Copy every line of the items below without changing a word, and leave the pictures out of your copy.

━━━━━ Excerpted records

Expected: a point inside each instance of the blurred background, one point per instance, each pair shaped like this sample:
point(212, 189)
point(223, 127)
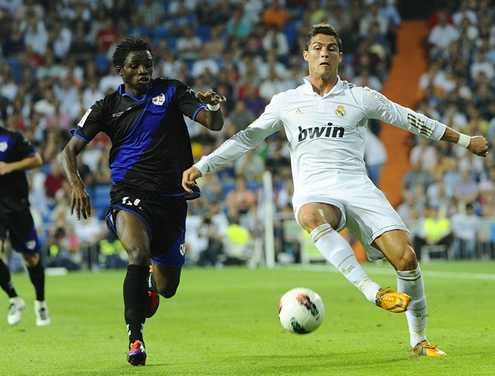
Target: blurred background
point(437, 57)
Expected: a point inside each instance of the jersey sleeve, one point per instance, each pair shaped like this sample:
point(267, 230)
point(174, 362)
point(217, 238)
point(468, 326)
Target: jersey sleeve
point(268, 123)
point(91, 123)
point(379, 107)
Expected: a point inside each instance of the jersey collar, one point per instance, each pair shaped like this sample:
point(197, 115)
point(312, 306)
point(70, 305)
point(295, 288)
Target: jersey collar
point(337, 89)
point(141, 99)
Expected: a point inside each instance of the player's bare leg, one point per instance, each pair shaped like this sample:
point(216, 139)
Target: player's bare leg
point(320, 220)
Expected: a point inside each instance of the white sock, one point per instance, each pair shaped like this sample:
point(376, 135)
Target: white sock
point(411, 283)
point(339, 253)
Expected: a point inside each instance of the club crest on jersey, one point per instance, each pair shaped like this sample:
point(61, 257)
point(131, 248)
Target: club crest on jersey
point(340, 111)
point(31, 244)
point(83, 119)
point(159, 100)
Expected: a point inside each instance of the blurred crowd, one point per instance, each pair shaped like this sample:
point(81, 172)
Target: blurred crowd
point(55, 62)
point(448, 193)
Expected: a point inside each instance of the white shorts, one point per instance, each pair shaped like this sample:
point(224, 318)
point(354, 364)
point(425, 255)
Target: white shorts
point(366, 211)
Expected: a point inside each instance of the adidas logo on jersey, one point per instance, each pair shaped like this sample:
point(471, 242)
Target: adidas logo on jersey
point(324, 131)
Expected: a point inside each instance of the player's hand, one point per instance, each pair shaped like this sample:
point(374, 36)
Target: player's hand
point(210, 97)
point(189, 179)
point(5, 168)
point(80, 202)
point(479, 146)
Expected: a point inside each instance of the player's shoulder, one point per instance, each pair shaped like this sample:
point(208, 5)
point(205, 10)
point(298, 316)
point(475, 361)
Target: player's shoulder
point(164, 81)
point(290, 93)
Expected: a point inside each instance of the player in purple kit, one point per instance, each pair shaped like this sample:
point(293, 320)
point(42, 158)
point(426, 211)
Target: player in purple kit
point(150, 149)
point(17, 155)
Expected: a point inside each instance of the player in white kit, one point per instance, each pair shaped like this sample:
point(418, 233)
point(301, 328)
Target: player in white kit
point(325, 122)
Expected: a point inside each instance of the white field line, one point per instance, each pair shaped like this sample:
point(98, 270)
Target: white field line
point(391, 271)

━━━━━━━━━━

### Right answer
Expected: a point inside each instance of the blurred background, one point per instance, each pair shaped like this sample:
point(212, 189)
point(223, 127)
Target: blurred background
point(437, 57)
Expected: a point inside each instance of the jersey sleeve, one point per instance, each pair shaped like this sample:
point(267, 230)
point(174, 362)
point(217, 238)
point(468, 326)
Target: jersey sleeve
point(268, 123)
point(91, 123)
point(379, 107)
Expected: a point inside each instance of the jersey collar, one point per instance, each pair shaped like this sample:
point(197, 115)
point(312, 306)
point(70, 305)
point(295, 288)
Target: jersey collar
point(337, 89)
point(141, 99)
Expected: a point inside each instance of the player's bare leg, one point per instance, each pair shaped like this sample:
point(216, 139)
Target: player's bare leg
point(320, 220)
Expected: a point inside each instance of the white sock, one point per instance, each pair shaped like this sample:
point(376, 135)
Target: white sock
point(411, 283)
point(339, 253)
Expected: a point inside each instance of the club crest on jersey, one point per instance, each pair shaped like this sample:
point(61, 257)
point(131, 248)
Target: club crest on jersey
point(340, 111)
point(31, 244)
point(83, 119)
point(159, 100)
Expected: a point inside each instance of the blurred crowd, one point per instance, each pair shaped like this sample:
point(81, 172)
Target: blurred crowd
point(55, 62)
point(448, 193)
Expected: a point inside each instance of the white shorts, one point per instance, each pair shaped like this sample:
point(224, 318)
point(354, 364)
point(425, 255)
Target: white shorts
point(366, 211)
Expected: a point inside each instance of the adidas logo on jersey, one point per instance, each pair shaped like this sample:
point(471, 242)
Target: adidas logo on jersey
point(324, 131)
Expected: a point inside each instance of the player's hand, one point per instance, each pair shaped like this sample:
point(374, 36)
Target: player's hand
point(210, 97)
point(189, 179)
point(5, 168)
point(80, 202)
point(479, 146)
Expected: a point inside each instance of the player's shoulder, one point per instance, each pair shaped like this sample:
point(208, 5)
point(205, 10)
point(298, 316)
point(475, 361)
Target: player's shoulder
point(164, 81)
point(290, 93)
Expected: a point inside each instance of the player in purple kit, one point per instance, each pair shaped like this sample:
point(293, 320)
point(42, 158)
point(426, 211)
Target: player in purple kit
point(150, 149)
point(17, 155)
Expected: a point inside each instance of the player in white kit, one point per instance, each pair shaped like this sample:
point(418, 233)
point(301, 328)
Target: player in white kit
point(325, 122)
Expected: a point inside each instance of the white field line, one point per instance, each pair shaped like this sample:
point(98, 270)
Target: white field line
point(391, 271)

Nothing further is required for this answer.